* Work required
Swap "marker" for "pin" everywhere in the material below and leave everything else as it is.

— begin Dataset —

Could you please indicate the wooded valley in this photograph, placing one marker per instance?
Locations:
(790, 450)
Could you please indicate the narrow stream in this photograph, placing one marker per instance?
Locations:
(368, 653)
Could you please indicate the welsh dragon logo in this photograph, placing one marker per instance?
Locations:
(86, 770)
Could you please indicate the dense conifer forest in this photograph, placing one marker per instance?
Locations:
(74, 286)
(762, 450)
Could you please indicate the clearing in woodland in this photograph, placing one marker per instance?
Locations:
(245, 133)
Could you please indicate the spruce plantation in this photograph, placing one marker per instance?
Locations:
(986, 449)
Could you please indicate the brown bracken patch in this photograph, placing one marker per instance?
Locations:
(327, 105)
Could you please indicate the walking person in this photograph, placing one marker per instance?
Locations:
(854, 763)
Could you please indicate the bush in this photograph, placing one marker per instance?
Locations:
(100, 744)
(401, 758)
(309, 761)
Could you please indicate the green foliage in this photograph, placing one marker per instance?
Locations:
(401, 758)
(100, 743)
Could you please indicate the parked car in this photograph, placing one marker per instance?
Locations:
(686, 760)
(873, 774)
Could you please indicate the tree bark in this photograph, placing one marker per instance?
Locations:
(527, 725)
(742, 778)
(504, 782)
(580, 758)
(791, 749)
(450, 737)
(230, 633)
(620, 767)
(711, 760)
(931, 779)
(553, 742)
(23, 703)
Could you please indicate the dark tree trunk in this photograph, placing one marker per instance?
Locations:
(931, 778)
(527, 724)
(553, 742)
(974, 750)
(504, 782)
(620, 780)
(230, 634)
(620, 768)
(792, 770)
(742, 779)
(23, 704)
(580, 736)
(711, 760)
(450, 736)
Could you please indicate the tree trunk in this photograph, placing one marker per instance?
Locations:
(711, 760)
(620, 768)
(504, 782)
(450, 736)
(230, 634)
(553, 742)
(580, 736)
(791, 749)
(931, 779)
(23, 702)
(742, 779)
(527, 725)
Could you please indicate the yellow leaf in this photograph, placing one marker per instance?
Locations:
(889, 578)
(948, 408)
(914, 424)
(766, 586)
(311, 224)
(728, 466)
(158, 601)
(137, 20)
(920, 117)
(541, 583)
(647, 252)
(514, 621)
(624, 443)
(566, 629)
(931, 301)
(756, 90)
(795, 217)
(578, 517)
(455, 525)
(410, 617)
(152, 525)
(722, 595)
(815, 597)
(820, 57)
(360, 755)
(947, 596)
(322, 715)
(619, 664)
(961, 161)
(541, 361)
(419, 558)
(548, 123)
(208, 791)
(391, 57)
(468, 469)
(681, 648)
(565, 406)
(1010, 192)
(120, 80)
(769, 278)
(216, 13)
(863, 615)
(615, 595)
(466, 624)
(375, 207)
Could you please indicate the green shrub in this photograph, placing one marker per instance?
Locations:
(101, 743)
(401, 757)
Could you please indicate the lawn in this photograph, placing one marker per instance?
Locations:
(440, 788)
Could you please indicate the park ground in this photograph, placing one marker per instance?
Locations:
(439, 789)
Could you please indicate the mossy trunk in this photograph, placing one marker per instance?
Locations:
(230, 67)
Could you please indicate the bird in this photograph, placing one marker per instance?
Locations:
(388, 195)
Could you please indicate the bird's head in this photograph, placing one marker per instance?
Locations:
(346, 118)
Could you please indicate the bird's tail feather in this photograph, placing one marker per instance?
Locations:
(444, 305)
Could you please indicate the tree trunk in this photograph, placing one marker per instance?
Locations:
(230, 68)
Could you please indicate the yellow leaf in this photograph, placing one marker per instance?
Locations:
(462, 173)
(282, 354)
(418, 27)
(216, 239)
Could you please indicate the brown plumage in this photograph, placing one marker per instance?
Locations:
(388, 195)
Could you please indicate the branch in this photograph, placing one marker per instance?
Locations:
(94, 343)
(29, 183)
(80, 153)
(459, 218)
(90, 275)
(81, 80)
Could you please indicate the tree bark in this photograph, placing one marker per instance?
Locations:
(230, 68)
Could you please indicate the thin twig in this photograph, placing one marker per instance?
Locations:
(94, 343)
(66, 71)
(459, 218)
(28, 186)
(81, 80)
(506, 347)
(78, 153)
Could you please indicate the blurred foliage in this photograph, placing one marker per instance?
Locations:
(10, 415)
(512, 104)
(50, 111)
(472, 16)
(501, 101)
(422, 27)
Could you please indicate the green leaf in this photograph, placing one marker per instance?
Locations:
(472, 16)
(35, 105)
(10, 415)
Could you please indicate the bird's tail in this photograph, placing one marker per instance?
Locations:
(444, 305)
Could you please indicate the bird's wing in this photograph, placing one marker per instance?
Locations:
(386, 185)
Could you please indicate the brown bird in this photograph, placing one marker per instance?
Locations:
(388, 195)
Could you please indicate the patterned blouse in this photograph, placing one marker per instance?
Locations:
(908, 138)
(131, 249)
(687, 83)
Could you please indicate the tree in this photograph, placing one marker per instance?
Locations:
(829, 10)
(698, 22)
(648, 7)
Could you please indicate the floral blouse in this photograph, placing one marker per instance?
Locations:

— end Dataset —

* Output below
Could you please indicate the wooded valley in this photograph, placing one pin per instance?
Locations:
(790, 450)
Could you please indicate the narrow stream in this photograph, placing one pin per instance?
Locations:
(368, 653)
Could you please indicate the welsh dragon logo in this photograph, placing one pin per instance?
Locations:
(86, 770)
Could you please indicate the dense conifer forest in this photograph, placing one pin per instance?
Locations:
(74, 286)
(762, 450)
Could you please indicate the clearing in woodland in this photograph, placing one pin per instance?
Locations:
(245, 133)
Could you please indicate the spruce plantation in this photograph, placing one pin per instance?
Locations:
(986, 449)
Could you please indicate the brown bracken patch in this photograph, placing one pin per instance?
Locations:
(327, 105)
Could you please indicate the walking person in this photograph, placing one pin per instance?
Locations:
(854, 763)
Could you please indicate the bush in this photograph, placing one pin per instance?
Locations:
(100, 744)
(401, 758)
(309, 761)
Could you please indicate the green foliage in this photograph, placing one pin per instance?
Locations:
(401, 758)
(100, 743)
Could you please indicate the parked car in this photograph, placing one pin per instance?
Locations:
(686, 760)
(873, 774)
Could you please indicate the tree bark in this photograph, placing one pin per instance?
Locations:
(527, 725)
(742, 778)
(504, 782)
(580, 758)
(791, 749)
(450, 737)
(230, 633)
(620, 767)
(711, 760)
(931, 779)
(553, 742)
(23, 703)
Could you please indicate the dark tree trunk in this photograph, placing one pin per instance?
Locations:
(931, 778)
(527, 724)
(553, 742)
(974, 750)
(504, 782)
(620, 780)
(230, 634)
(620, 768)
(792, 770)
(742, 779)
(23, 704)
(580, 736)
(711, 760)
(450, 736)
Could you please indicate the tree trunk in this photograph, placing one pin per instance?
Locations:
(711, 760)
(620, 768)
(504, 782)
(450, 736)
(230, 634)
(553, 742)
(580, 736)
(791, 749)
(931, 779)
(23, 702)
(742, 779)
(527, 725)
Could you please indicate the yellow leaf in this photograph, placing one pin per instance?
Locations:
(889, 578)
(948, 408)
(914, 424)
(766, 586)
(311, 224)
(728, 466)
(158, 601)
(137, 20)
(920, 117)
(541, 583)
(647, 252)
(514, 621)
(624, 443)
(566, 629)
(931, 301)
(756, 90)
(795, 217)
(578, 517)
(455, 525)
(410, 617)
(152, 525)
(722, 595)
(815, 597)
(820, 57)
(360, 755)
(947, 596)
(322, 715)
(619, 664)
(961, 161)
(541, 361)
(419, 558)
(548, 123)
(208, 791)
(391, 57)
(468, 469)
(681, 648)
(565, 406)
(1010, 192)
(120, 80)
(769, 278)
(216, 13)
(863, 615)
(615, 595)
(466, 624)
(375, 207)
Could you please indicate the green shrub in this photograph, placing one pin per instance?
Locations:
(101, 743)
(401, 757)
Could you please indicate the lawn in this photograph, placing one pin per instance?
Locations:
(440, 788)
Could you please indicate the park ground in this photograph, placing one pin per instance?
Locations:
(439, 789)
Could you please indicate the mossy trunk in this photograph, placing one pin per instance?
Locations:
(230, 67)
Could you please indicate the bird in this photograph, placing one pin per instance?
Locations:
(388, 195)
Could you please indicate the bird's head in this photograph, placing one pin per instance?
Locations:
(346, 118)
Could you please indicate the bird's tail feather in this photograph, placing one pin per instance?
Locations:
(444, 305)
Could you please indicate the tree trunk in this photograph, placing one pin per instance?
Locations:
(230, 68)
Could you please indicate the yellow leaf in this photograph, placing one pin per instance?
Locations:
(462, 173)
(282, 354)
(418, 27)
(216, 239)
Could you please indicate the brown plumage in this photograph, placing one pin per instance?
Locations:
(388, 195)
Could you please indicate the branch in this photograph, placing one pin per instance?
Locations:
(94, 343)
(29, 183)
(80, 153)
(459, 218)
(90, 275)
(81, 80)
Could you please indicate the tree bark in this photograph, placing one pin per instance?
Locations:
(230, 68)
Could you please indicate the thin twig in this photograph, placing one pin per instance?
Locations:
(94, 343)
(66, 71)
(459, 218)
(28, 186)
(81, 80)
(506, 347)
(78, 153)
Could you please indicate the blurred foliage in this photograph, placing one pin per instance?
Locations:
(10, 415)
(512, 104)
(50, 111)
(472, 16)
(501, 101)
(422, 27)
Could you please indicate the green leaf in this photograph, placing one pin per instance?
Locations:
(472, 16)
(35, 105)
(10, 415)
Could you please indicate the bird's tail in this photograph, placing one pin per instance?
Locations:
(444, 305)
Could you please indicate the bird's wing in this photograph, placing one pin per instance?
Locations:
(386, 185)
Could you please indicate the brown bird in this photograph, placing one pin per instance?
Locations:
(388, 195)
Could you please indicate the patterned blouse in this photograph, placing one pin per instance?
Locations:
(908, 138)
(131, 249)
(687, 83)
Could you please indicate the tree in this photograph, placing one pin per instance?
Locations:
(829, 10)
(698, 22)
(648, 7)
Could you please indicate the floral blouse in this photograph, placing one pin per instance?
Locations:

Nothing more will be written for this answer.